[INSTRUCTIONS FOR THE TASK]
Render the records as a Markdown table with columns Row and Line, starting at the line containing "Args: query, the phrase to segment: child's" and continuing through the end of the records. Skip blank lines.

◇ ◇ ◇ ◇ ◇

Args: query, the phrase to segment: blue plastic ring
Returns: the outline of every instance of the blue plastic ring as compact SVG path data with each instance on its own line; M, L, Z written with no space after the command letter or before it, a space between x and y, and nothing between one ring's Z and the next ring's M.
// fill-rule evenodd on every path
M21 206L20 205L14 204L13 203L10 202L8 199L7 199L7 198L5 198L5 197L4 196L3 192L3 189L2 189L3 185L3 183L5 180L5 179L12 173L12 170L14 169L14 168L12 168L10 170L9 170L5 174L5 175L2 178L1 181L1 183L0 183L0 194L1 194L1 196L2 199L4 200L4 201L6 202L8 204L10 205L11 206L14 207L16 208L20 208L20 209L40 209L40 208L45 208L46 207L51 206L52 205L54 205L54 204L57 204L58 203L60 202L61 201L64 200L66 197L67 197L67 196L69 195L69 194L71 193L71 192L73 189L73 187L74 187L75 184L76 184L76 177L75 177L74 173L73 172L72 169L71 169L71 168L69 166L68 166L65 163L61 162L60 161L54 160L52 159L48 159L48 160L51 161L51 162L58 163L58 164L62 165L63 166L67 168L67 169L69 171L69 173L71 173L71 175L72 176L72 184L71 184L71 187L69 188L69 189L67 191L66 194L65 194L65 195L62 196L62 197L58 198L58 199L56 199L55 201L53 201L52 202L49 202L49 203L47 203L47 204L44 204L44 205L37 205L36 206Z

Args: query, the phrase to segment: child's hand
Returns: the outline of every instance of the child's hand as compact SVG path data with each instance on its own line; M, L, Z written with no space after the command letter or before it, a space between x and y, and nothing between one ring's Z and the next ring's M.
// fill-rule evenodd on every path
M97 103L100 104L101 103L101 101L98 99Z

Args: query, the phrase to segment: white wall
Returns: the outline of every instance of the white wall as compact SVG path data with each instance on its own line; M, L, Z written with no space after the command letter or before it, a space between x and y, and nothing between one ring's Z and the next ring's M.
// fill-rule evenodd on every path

◇ ◇ ◇ ◇ ◇

[THE OUTPUT]
| Row | Line |
|---|---|
| 1 | Args: query, the phrase to segment: child's hand |
| 2 | Returns: the outline of every instance of the child's hand as compact SVG path data with each instance on its own line; M, L, Z written with no space after the command letter or before it, a space between x and y, and nothing between one ring's Z and the next ring's M. |
| 3 | // fill-rule evenodd on every path |
| 4 | M97 103L100 104L101 103L101 101L98 99Z |
| 5 | Args: query, the phrase to segment: white wall |
| 6 | Returns: the outline of every instance of the white wall as compact SVG path data with each instance on its own line; M, L, Z written with no space after the command letter or before it, a space between x and y, and nothing between one ring's Z and the next ring's M. |
| 7 | // fill-rule evenodd on every path |